» Selected excerpt
*****
Culpability in Criminal Law and the Emerging Field of Neuroscience

Daniel Mensching, MJLST Staffer

Criminal law has long held that people are accountable for their behavior and that most behavior is intentional and conscious. This is necessary for the legal system to determine culpability and therefore warrant punishment. In his article Blaming the Brain, Seven K. Erickson explores how the still young field of cognitive neuroscience is beginning to challenge traditional notions of free will independent action and potential legal consequences of this shift in understanding. While the implications for emerging understandings of neuroscience are far-reaching and delve into areas such as psychology and philosophy, viewing human actions as mechanical and absent of free will raises serious questions in the field of law as well, especially criminal law.

Cognitive neuroscience, though still in its infancy, holds the potential to explain all human behavior as a result of involuntary processes occurring within the brain. According to Erickson, cognitive neuroscience leads us to the view that “we are a passive audience to the electrical cadence of neuronal firings buried deep within our heads” and that “what we perceive as the mind is nothing more than a cognitive adaptation established by our brains to allow higher-ordered behavior.” This view is entirely incompatible with the notion of human agency that holds that people evaluate their environments and make choices.
*****
» Required action A
From the post on neuroscience and criminal blame, write out everything from "Daniel Mensching, MJLST" down to "especially criminal law." word for word.
» Required action B
Check each statement against the post on neuroscience and criminal blame, and answer yes or no, quoting the words from the post that settle it. (i) The post calls cognitive neuroscience a field still in its infancy. (ii) The post says criminal law has long held that most behavior is unintentional. (iii) The post says the neuroscience view fits with the notion of human agency.
*****
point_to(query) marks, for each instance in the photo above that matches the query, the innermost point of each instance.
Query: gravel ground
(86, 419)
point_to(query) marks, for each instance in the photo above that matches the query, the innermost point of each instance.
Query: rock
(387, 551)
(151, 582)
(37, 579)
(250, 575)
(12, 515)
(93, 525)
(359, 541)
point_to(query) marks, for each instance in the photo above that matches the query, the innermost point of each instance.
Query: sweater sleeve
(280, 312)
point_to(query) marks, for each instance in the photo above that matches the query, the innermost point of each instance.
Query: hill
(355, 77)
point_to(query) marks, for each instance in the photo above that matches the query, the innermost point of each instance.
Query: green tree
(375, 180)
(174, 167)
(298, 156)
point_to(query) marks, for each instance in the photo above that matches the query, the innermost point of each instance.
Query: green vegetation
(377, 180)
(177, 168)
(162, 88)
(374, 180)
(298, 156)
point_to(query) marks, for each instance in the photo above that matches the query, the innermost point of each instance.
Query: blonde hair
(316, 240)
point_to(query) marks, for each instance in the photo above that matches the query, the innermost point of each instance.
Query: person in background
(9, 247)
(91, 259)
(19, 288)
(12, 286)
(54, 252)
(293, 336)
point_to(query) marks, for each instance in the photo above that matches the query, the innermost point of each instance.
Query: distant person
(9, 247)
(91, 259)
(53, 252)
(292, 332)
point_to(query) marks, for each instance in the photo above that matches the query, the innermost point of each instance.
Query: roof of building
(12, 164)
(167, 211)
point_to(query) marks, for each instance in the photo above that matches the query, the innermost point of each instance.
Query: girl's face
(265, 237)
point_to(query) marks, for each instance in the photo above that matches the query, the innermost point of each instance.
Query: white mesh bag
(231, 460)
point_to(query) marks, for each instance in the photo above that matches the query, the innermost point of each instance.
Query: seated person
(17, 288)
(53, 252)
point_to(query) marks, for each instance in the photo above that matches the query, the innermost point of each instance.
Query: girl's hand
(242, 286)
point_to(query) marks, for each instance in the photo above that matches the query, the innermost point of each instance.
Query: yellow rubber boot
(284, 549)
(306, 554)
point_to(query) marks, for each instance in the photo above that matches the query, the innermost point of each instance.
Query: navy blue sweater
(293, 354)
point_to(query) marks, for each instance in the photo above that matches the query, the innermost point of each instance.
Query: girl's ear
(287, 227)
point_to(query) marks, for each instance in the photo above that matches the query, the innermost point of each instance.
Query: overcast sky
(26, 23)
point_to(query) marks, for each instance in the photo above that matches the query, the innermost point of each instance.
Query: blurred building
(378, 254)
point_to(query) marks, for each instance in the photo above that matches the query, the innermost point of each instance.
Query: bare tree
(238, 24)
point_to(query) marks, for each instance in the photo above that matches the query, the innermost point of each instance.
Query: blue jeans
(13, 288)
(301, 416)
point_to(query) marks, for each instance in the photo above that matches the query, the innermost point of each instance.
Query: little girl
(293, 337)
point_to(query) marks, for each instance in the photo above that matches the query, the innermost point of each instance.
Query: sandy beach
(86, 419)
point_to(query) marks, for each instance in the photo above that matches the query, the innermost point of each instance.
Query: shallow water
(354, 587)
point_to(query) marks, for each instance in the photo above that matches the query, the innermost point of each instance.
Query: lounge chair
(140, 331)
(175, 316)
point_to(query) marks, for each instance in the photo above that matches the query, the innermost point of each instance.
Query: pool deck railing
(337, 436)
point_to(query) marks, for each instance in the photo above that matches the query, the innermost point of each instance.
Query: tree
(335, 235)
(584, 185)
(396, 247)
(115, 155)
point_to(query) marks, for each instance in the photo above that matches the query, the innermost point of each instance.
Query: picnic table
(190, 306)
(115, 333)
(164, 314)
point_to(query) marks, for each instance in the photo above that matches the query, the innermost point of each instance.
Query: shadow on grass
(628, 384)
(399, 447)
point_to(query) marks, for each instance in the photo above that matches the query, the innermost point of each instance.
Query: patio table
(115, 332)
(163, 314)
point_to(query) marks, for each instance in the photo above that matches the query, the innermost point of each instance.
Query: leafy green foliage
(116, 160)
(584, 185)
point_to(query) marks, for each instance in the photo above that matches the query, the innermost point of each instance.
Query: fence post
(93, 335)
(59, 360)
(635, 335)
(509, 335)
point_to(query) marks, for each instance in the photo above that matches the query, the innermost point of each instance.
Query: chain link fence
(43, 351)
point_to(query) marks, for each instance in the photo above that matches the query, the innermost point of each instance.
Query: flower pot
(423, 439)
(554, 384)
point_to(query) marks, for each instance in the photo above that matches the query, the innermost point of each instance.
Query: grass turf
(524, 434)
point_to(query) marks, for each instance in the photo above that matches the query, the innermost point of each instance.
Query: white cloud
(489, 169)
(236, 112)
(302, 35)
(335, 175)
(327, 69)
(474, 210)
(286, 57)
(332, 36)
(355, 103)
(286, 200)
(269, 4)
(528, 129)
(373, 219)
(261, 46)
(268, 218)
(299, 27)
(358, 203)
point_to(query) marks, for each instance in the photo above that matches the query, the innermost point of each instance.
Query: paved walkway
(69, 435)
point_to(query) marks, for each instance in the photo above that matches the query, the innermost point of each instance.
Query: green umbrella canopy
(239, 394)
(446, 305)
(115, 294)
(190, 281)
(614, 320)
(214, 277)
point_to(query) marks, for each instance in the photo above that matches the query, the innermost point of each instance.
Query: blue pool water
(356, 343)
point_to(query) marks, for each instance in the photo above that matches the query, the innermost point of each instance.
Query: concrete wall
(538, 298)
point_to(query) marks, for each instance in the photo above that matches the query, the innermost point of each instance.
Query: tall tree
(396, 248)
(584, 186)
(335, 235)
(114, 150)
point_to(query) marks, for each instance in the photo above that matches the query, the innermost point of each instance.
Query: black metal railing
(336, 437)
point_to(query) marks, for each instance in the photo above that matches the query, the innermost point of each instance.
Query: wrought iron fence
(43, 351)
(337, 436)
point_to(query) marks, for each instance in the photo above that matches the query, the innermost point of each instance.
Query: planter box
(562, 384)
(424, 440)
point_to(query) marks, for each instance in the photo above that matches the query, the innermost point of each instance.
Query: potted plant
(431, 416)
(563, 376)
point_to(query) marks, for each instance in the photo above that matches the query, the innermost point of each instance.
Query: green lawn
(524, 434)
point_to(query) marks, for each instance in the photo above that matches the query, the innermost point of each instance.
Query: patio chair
*****
» Exercise answer A
Daniel Mensching, MJLST Staffer

Criminal law has long held that people are accountable for their behavior and that most behavior is intentional and conscious. This is necessary for the legal system to determine culpability and therefore warrant punishment. In his article Blaming the Brain, Seven K. Erickson explores how the still young field of cognitive neuroscience is beginning to challenge traditional notions of free will independent action and potential legal consequences of this shift in understanding. While the implications for emerging understandings of neuroscience are far-reaching and delve into areas such as psychology and philosophy, viewing human actions as mechanical and absent of free will raises serious questions in the field of law as well, especially criminal law.

» Exercise answer B
(i) Yes: "Cognitive neuroscience, though still in its infancy"
(ii) No: "most behavior is intentional and conscious"
(iii) No: "This view is entirely incompatible with the notion of human agency"